Data shown:
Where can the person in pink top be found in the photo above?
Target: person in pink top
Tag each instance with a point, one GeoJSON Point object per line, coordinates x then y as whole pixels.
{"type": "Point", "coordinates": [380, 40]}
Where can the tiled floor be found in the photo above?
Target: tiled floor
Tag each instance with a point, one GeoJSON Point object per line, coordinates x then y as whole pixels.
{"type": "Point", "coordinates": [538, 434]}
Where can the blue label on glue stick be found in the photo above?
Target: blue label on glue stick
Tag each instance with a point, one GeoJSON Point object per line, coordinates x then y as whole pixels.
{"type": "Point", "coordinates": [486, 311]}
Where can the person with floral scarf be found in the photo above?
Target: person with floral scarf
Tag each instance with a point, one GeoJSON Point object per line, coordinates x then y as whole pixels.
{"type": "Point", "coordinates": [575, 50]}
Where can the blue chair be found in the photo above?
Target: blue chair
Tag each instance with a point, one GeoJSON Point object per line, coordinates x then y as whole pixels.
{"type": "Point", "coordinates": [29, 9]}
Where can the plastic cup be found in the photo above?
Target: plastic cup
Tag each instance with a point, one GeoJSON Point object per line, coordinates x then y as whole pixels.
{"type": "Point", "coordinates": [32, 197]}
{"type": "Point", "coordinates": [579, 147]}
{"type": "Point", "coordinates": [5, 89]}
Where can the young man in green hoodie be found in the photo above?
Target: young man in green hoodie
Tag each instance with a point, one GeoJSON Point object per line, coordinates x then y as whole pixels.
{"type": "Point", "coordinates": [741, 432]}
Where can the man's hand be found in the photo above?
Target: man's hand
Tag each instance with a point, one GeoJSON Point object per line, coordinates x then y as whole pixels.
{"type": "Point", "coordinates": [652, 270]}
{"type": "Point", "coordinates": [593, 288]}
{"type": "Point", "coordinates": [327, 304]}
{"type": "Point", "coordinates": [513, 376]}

What the exercise asks: Could you print the data word for word, starting at the line that contains "Where can the young" and ending with the final line of the data?

Full solution:
Where can the young man in green hoodie be found in the photo above?
Target: young man in green hoodie
Tag each instance with a point, one GeoJSON Point object per line, coordinates x then y as whole pixels.
{"type": "Point", "coordinates": [741, 432]}
Where can the man's hand be found in the photo above?
Target: man's hand
Tag each instance with a point, one GeoJSON Point object per line, coordinates x then y as whole pixels.
{"type": "Point", "coordinates": [652, 270]}
{"type": "Point", "coordinates": [593, 288]}
{"type": "Point", "coordinates": [327, 304]}
{"type": "Point", "coordinates": [513, 376]}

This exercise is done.